(DOCUMENT PASSAGE):

At first the issue seemed too big, too intangible, and so we focused our efforts on education and reducing the greenhouse emissions of our own campuses. Hence, the campus clean-energy movement was born, and would form the basis of the initial growth of the Australian Student Environment Network (ASEN), which continues to do some of the most cutting-edge work on climate justice and fighting the coal industry in Australia today.
Finally, because of the hard work of these “early adopters”, climate change became an urgent and mainstream issue for society as a whole. Groups such as the Australian Youth Climate Coalition had the perfect environment to flourish, with our message that climate change was not an “environmental” issue, but simply one of survival — for our generation and those to come. AYCC will turn three this February 5, World Kyoto Day, and in the past 12 months alone our membership has grown 1000% — from 5000 to 50,000 young people. In addition, all the major youth organisations in Australia have put their weight behind AYCC, leading to an unprecedented youth alliance and the strongest movement in Australia since our parents’ anti-Vietnam days.

(EXCERPTED DATA):

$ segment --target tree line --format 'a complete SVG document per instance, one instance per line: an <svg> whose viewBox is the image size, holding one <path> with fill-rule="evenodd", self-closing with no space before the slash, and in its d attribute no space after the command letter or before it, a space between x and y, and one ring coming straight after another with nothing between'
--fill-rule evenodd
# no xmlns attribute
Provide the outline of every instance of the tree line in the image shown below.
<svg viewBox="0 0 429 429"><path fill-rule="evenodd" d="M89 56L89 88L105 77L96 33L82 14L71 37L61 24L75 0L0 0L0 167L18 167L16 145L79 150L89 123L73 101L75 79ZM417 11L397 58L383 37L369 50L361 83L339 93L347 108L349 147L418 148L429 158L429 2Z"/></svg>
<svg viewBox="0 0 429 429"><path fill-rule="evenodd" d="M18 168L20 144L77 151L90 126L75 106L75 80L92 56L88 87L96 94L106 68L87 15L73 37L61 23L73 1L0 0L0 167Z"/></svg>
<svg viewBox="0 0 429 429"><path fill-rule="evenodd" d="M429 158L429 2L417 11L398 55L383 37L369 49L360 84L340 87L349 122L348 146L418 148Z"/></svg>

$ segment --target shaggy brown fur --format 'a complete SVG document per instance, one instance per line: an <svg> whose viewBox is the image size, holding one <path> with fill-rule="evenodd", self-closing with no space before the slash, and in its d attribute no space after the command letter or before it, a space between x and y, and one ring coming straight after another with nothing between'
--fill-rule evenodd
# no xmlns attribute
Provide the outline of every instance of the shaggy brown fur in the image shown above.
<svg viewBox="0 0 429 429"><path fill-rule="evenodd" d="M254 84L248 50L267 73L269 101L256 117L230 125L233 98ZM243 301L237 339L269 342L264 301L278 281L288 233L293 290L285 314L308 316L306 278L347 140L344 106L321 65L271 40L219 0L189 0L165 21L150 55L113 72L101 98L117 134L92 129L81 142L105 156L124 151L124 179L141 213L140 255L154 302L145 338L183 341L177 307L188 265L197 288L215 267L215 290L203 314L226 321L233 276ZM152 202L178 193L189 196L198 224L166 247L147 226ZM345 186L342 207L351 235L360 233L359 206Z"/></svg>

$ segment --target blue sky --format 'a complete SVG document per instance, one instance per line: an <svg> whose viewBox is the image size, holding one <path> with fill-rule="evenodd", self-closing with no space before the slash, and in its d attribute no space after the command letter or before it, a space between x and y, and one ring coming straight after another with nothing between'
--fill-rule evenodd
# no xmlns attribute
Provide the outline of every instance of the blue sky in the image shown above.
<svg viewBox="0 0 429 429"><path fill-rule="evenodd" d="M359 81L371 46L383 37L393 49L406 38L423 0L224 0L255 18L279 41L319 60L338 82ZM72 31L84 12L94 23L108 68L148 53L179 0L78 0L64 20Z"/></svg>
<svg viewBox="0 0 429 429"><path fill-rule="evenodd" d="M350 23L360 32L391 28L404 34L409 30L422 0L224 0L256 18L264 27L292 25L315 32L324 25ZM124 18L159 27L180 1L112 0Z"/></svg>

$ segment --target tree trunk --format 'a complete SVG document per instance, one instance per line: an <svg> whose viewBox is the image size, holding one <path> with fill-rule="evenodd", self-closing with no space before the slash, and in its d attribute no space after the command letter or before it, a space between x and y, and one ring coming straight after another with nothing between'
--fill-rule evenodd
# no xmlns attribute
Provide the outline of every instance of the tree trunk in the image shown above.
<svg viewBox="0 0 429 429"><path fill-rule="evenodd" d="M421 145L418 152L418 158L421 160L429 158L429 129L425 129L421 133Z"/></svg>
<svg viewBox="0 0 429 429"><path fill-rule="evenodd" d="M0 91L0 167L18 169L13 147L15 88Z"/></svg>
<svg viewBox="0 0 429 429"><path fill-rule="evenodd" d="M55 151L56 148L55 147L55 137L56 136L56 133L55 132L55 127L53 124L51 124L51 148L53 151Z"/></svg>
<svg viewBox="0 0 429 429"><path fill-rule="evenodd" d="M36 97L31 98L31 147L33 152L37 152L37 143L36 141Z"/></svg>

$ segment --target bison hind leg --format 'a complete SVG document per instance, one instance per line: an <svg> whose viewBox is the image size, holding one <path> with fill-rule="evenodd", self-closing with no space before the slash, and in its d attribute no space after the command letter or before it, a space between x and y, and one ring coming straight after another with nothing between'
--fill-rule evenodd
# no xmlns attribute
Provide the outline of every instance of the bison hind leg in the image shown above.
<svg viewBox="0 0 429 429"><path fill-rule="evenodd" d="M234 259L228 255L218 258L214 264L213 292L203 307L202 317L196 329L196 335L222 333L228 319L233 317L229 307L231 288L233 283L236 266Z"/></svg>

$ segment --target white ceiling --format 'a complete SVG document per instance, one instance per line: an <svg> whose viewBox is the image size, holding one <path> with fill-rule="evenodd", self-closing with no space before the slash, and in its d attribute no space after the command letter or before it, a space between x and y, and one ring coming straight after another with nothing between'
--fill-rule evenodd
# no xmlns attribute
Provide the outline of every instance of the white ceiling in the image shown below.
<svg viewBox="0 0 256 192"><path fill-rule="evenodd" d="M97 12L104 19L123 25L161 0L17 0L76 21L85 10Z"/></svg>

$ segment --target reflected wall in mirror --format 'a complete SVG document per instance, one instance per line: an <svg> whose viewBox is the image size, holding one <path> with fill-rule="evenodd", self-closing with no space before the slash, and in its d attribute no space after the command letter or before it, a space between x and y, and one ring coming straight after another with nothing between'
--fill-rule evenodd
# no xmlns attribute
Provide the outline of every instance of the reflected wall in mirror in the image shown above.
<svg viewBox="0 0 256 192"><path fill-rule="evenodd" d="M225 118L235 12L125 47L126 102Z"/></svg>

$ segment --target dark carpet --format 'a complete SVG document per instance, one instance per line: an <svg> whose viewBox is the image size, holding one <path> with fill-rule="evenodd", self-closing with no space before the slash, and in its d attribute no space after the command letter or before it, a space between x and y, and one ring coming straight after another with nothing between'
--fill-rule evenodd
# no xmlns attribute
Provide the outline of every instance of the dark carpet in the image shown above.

(GIVEN EXERCISE 1): Restate the youth climate movement passage starting with "Finally, because of" and going on through "parents’ anti-Vietnam days.", with "membership" changed to "supporter base".
(GIVEN EXERCISE 2): Extend the passage on the Australian youth climate movement past its final sentence.
The records have no connection to the passage on the Australian youth climate movement.

(WRITTEN ANSWER 1):
Finally, because of the hard work of these “early adopters”, climate change became an urgent and mainstream issue for society as a whole. Groups such as the Australian Youth Climate Coalition had the perfect environment to flourish, with our message that climate change was not an “environmental” issue, but simply one of survival — for our generation and those to come. AYCC will turn three this February 5, World Kyoto Day, and in the past 12 months alone our supporter base has grown 1000% — from 5000 to 50,000 young people. In addition, all the major youth organisations in Australia have put their weight behind AYCC, leading to an unprecedented youth alliance and the strongest movement in Australia since our parents’ anti-Vietnam days.

(WRITTEN ANSWER 2):
Since 2005, since the climate has been rapidly destabilising, the climate movement has been slowly globalising. This has culminated in Copenhagen this year. 160 youth attended from the global south, as well as many more civil society groups from Africa, South America, Asia, and all over the world. We are reaching understanding as our movement matures, that climate change is an issue of justice. There is a huge climate debt that industrialised nations such as Australia owe the global south. And yes, the issue of debt is scary, and people don’t like debt — but we have to face reality and be clear that climate change is deeply, deeply unfair. How can we even call this conference of the parties a “negotiation” when more than 112 countries here have endorsed a global deal based on reducing then stabilising emissions at 350 ppm and limiting global average temperature rise to 1.5 degrees, and the small remainder of nations who oppose this can decide on an outcome that will mean many of the most vulnerable nations here will literally cease to exist.
It’s hard to find language strong enough to talk about this; to write about this. The President of the Maldives said, “We will not sign a global suicide pact.” Granada described the failure to reach a deal to cut emissions to safe levels as an act of “benign genocide” — because it would be a deliberate act that commits whole cultures, ethnic and national groups to extinction. What does it mean when our Prime Minister, and our leader of the Opposition, decide to push courses of action that condemn millions of people to death? What kind of humanity do we have left when our leaders can get away with this?
At the moment we’re tossing up the three words we want to reflect our key message when this is all over. It’s just speculation at this point, because anything could happen in the next 72 hours (negotiations have been extended to Monday), especially now that people are feeling like the negotiations have turned around. But we’re thinking of things such as “350: Not Done Yet” or “We’re Still Here”.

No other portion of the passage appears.